Task instructions: Rewrite every line of the records below as a numbered list, skipping blank lines and leaving out the pictures.

Record list:
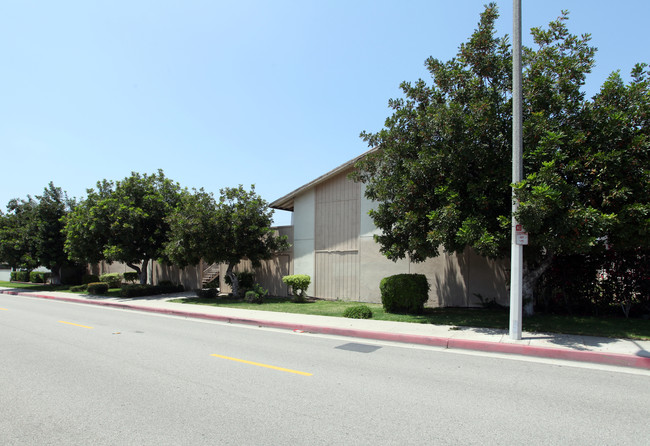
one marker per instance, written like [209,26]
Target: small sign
[521,238]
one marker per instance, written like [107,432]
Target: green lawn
[614,327]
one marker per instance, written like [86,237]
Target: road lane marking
[76,325]
[263,365]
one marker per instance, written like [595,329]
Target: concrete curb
[616,359]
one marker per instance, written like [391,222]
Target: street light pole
[517,250]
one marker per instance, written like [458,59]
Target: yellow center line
[264,365]
[76,325]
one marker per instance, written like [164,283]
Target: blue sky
[217,94]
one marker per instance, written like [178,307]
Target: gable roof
[286,203]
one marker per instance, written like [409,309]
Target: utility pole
[517,250]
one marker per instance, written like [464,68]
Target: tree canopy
[31,231]
[124,221]
[236,226]
[441,171]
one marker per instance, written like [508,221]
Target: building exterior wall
[345,262]
[189,277]
[304,216]
[270,272]
[337,225]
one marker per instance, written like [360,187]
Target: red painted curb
[616,359]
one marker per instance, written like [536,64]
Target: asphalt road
[84,375]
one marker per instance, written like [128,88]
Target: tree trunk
[233,279]
[142,272]
[55,278]
[528,285]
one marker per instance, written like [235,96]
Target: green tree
[237,226]
[124,222]
[16,236]
[49,239]
[31,231]
[441,171]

Output below:
1. one marker per instance, written like [209,26]
2. Target: small sign
3. [521,238]
4. one marker per instance, written like [107,432]
5. Target: green lawn
6. [614,327]
7. one marker per instance, written like [86,237]
8. Target: road lane marking
9. [76,325]
10. [263,365]
11. one marker per instance, written like [595,329]
12. Target: concrete curb
13. [616,359]
14. one marker per instance, written like [391,222]
15. Target: street light pole
16. [517,250]
17. one marker per instance, written like [458,59]
18. Target: yellow center line
19. [264,365]
20. [76,325]
21. one marker per instance, written like [164,283]
22. Target: blue sky
23. [217,94]
24. one marker per instance, written like [178,307]
25. Target: gable roof
26. [286,203]
27. one marker per instance, written like [409,309]
28. Target: utility pole
29. [517,250]
30. one marker per instance, written like [464,68]
31. Target: tree canopy
32. [31,231]
33. [124,221]
34. [236,226]
35. [441,171]
36. one marker per instance, written like [508,221]
37. Target: building exterior wall
38. [345,262]
39. [189,277]
40. [304,216]
41. [270,272]
42. [337,225]
43. one marker per instance, written like [360,187]
44. Target: red painted curb
45. [616,359]
46. one marker per instance, written like [536,64]
47. Target: asphalt road
48. [84,375]
49. one marker per instance, written like [128,88]
50. Target: tree trunk
51. [233,279]
52. [142,272]
53. [55,278]
54. [528,285]
55. one marker per instance, written like [235,96]
56. Target: green tree
57. [237,226]
58. [124,222]
59. [16,236]
60. [49,239]
61. [31,231]
62. [441,171]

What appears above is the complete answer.